=== THE TASK ===
Print the passage below on measuring political appointments word for word, in full.

____ DOCUMENT

We perform the analysis of the political character of appointments using only the PAS measure of “political appointment,” only the Donor measure of “political appointment,” as well as combined measure capturing appointees that have characteristics of one or the other. The PAS has measured political connection through one pathway, and Donors another pathway, which in some instances overlap (N = 69), but not often. A combined measure seeks to capture appointees who are either personally or financially connected to the appointing party, the most inclusive measure of a politically connected appointee. The data analysis reports the findings from all three dependent variable measures. Beyond the political appointment data, the study derived several variables for closer analysis. These included the type of each agency or board (service delivery, regulatory, corporate enterprise, etc.) and the government’s priority areas (as identified through election platforms and throne speeches). Details on how these data were derived are found in the Appendix.

________
____ INFORMATION SUPPLIED

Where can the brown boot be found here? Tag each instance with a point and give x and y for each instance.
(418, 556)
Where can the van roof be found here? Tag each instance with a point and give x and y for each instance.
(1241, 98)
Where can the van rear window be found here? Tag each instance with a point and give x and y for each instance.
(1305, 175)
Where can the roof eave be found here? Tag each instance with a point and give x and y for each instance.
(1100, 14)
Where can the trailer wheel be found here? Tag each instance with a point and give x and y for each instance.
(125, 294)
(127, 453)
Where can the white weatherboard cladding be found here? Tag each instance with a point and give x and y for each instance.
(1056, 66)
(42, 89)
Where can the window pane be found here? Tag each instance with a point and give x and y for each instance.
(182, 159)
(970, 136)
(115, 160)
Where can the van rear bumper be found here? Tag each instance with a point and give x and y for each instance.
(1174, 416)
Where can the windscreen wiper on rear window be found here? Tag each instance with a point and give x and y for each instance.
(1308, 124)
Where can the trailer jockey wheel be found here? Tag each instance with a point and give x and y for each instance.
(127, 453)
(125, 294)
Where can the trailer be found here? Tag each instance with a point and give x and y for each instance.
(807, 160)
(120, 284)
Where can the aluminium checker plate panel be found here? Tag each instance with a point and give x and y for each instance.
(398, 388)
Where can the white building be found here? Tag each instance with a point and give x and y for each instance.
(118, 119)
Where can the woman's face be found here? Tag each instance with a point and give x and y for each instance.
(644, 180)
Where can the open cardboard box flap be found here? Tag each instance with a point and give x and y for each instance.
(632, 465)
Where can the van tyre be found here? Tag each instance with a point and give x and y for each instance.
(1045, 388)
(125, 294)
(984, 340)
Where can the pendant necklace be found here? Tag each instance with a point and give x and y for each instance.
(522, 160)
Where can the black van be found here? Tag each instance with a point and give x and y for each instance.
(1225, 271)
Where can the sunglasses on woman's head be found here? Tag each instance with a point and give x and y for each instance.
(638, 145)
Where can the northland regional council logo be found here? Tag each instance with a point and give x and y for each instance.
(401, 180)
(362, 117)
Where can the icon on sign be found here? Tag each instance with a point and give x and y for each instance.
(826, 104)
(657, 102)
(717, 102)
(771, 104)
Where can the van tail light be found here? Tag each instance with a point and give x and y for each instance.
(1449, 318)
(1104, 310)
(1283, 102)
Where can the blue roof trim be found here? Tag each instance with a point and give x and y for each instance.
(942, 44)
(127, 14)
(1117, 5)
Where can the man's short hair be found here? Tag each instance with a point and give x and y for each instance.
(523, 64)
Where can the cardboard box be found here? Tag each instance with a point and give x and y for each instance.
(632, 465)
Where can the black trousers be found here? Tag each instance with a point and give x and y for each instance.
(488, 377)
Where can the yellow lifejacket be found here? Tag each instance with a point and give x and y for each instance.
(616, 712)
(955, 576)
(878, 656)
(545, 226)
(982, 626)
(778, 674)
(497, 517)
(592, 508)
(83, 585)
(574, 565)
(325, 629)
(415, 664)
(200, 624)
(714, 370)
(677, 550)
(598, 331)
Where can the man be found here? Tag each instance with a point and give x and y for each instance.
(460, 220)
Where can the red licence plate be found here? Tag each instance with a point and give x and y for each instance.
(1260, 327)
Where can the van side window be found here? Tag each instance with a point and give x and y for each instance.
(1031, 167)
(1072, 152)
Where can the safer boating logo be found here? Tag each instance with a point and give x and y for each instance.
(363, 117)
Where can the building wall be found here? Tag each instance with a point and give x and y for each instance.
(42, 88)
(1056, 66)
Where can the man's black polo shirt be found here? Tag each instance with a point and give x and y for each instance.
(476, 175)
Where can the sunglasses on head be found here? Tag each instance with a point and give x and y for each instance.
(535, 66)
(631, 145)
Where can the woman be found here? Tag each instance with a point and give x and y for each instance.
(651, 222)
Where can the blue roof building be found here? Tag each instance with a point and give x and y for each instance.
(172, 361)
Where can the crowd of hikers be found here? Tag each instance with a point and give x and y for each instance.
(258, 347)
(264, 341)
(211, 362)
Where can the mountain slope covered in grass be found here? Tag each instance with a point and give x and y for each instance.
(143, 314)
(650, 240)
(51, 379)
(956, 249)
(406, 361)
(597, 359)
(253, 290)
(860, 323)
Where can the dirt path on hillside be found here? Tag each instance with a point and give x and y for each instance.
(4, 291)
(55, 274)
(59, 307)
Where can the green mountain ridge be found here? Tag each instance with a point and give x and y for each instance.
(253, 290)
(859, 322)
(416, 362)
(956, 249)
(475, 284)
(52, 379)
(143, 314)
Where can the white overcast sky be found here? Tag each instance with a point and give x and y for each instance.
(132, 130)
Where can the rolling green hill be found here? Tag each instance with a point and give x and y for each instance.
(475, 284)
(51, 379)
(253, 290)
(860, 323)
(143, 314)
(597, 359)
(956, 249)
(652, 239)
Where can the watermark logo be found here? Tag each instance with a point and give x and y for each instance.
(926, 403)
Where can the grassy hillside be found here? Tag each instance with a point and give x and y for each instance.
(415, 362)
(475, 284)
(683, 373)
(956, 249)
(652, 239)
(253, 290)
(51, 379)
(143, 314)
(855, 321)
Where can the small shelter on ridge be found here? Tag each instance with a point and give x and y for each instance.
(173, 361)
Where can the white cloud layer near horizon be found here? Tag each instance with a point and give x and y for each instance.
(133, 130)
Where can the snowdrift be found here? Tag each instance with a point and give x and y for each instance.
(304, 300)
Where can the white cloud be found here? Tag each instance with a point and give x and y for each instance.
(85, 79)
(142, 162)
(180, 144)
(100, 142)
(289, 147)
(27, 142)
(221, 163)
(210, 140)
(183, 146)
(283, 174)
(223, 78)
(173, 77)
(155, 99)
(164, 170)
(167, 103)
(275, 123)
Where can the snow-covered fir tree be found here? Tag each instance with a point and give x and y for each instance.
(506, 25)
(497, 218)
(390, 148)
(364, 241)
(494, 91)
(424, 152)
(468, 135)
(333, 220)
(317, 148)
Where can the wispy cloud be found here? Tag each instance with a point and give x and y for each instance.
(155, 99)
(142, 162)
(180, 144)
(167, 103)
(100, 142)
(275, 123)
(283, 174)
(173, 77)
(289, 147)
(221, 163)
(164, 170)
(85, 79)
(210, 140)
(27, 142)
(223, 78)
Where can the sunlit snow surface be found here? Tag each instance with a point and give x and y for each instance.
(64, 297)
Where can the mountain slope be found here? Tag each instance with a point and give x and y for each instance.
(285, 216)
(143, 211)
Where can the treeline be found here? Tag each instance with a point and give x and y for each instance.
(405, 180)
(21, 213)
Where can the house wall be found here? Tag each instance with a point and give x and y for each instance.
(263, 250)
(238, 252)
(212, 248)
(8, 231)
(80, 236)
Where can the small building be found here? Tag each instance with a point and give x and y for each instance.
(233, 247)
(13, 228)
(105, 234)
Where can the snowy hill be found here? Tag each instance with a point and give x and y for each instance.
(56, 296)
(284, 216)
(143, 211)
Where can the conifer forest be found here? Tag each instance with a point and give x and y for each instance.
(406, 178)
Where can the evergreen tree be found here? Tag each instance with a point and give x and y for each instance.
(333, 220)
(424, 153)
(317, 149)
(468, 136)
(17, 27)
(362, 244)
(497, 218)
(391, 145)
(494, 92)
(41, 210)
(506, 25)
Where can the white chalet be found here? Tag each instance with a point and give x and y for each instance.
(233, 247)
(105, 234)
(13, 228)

________

=== RESPONSE TO THE EXERCISE ===
We perform the analysis of the political character of appointments using only the PAS measure of “political appointment,” only the Donor measure of “political appointment,” as well as combined measure capturing appointees that have characteristics of one or the other. The PAS has measured political connection through one pathway, and Donors another pathway, which in some instances overlap (N = 69), but not often. A combined measure seeks to capture appointees who are either personally or financially connected to the appointing party, the most inclusive measure of a politically connected appointee. The data analysis reports the findings from all three dependent variable measures. Beyond the political appointment data, the study derived several variables for closer analysis. These included the type of each agency or board (service delivery, regulatory, corporate enterprise, etc.) and the government’s priority areas (as identified through election platforms and throne speeches). Details on how these data were derived are found in the Appendix.